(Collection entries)
<<<<

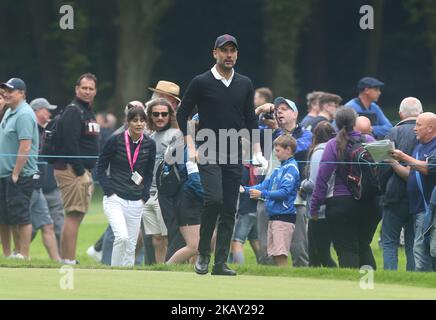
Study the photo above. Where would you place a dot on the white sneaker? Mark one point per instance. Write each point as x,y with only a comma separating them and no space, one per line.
17,256
68,261
96,255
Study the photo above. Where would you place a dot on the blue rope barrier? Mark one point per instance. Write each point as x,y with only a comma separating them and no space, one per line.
96,157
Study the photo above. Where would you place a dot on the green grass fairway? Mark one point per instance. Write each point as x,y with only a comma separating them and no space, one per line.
40,278
23,283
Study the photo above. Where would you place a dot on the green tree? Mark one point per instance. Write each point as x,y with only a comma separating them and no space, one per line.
138,22
283,23
425,10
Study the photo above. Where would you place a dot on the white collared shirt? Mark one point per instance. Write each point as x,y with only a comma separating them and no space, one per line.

>>>>

■ Work to do: Echo the lines of these records back word for word, leaving out the pictures.

■ Result:
Study the photo above. Where would you place a dot on the white sneaker? Mark one point per instance. Write each point as x,y with only a comma separating them and no space, one per line.
17,256
68,261
96,255
Study the photo above. Where would you place a dot on the blue rope barrier? Mark one point per instance. Write each point as x,y with only a comma separating them and no space, one per line.
96,157
Study the photo above. Where would you place a dot on the green grass fairway? Mark one point per instance. Write each point as x,y with only a comma separating them and no space, one per line.
40,278
23,283
Study the photo above. Where would you place a dot on the green tree? Mark one point per instance. Write each point as x,y with only a comma separating them and no space, one per line.
138,22
283,23
425,10
Study the photo above. Where would you place a dot on the white collared shirt? Mark one point per instance. Write each point as x,y with only a comma separating them and no space, one per line.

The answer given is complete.